**Set of tasks**
**a)** In the passage on cultural values, which three kinds of values do some Internet Christians present as the only choices available?
**b)** Transcribe the stretch of the passage on cultural values from "Thanks for dropping" through "ideology in question.", word for word.

**Document text**
- - - - - - -

Thanks for dropping by, Brave Anon, and for reminding me to pack my shorts.

*Not really.

Who Decides What A Culture’s Values Are?

Did you decide? Would you prefer to live in culture based on Christian, Islamic or Marxist values? According to some Internet Christians, these are the only choices available. Of course anyone with an ounce of sense and a modicum of honesty knows they’re not.

I choose to live in a society that is not dominated by cherry-picked Christian values, or indeed ‘values’ derived from any religion. I reject the claims of them all, including their demonstrably false notion that I and my fellow citizens cannot behave ourselves unless controlled by a morality imposed by an imaginary deity. Likewise, I don’t care to live in a culture determined by an extreme political ideology that serves only one part of society: usually the elites who devise the ideology in question.

- - - - - - -

**Data block**
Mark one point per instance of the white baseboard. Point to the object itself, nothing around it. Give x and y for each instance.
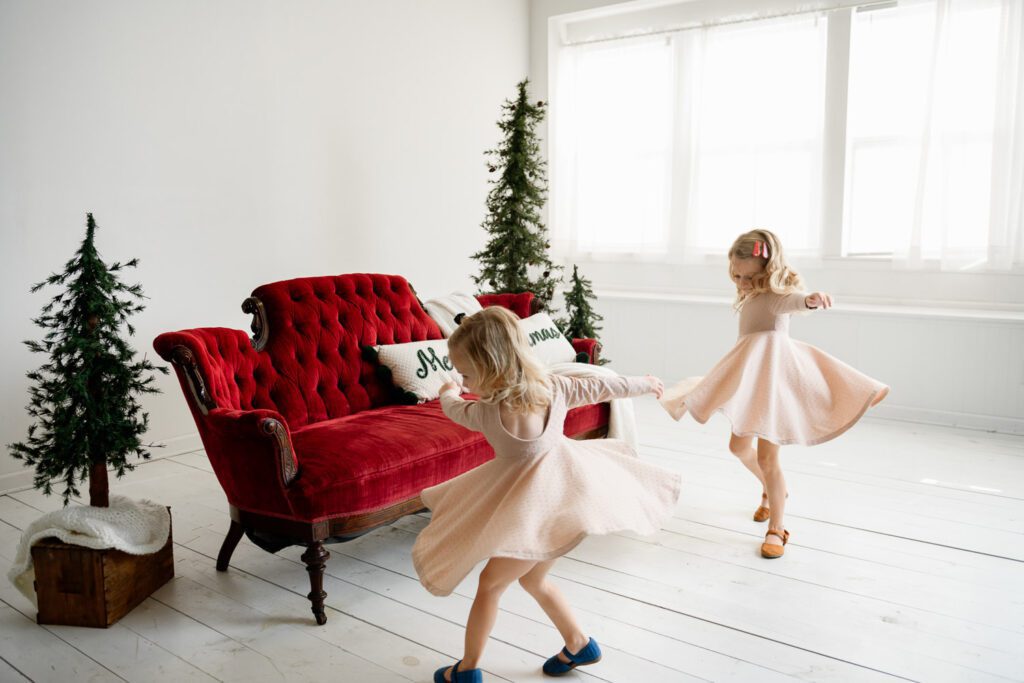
(987, 423)
(176, 445)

- - - - - - -

**Expected results**
**a)** Christian, Islamic or Marxist values.

**b)**
Thanks for dropping by, Brave Anon, and for reminding me to pack my shorts.

*Not really.

Who Decides What A Culture’s Values Are?

Did you decide? Would you prefer to live in culture based on Christian, Islamic or Marxist values? According to some Internet Christians, these are the only choices available. Of course anyone with an ounce of sense and a modicum of honesty knows they’re not.

I choose to live in a society that is not dominated by cherry-picked Christian values, or indeed ‘values’ derived from any religion. I reject the claims of them all, including their demonstrably false notion that I and my fellow citizens cannot behave ourselves unless controlled by a morality imposed by an imaginary deity. Likewise, I don’t care to live in a culture determined by an extreme political ideology that serves only one part of society: usually the elites who devise the ideology in question.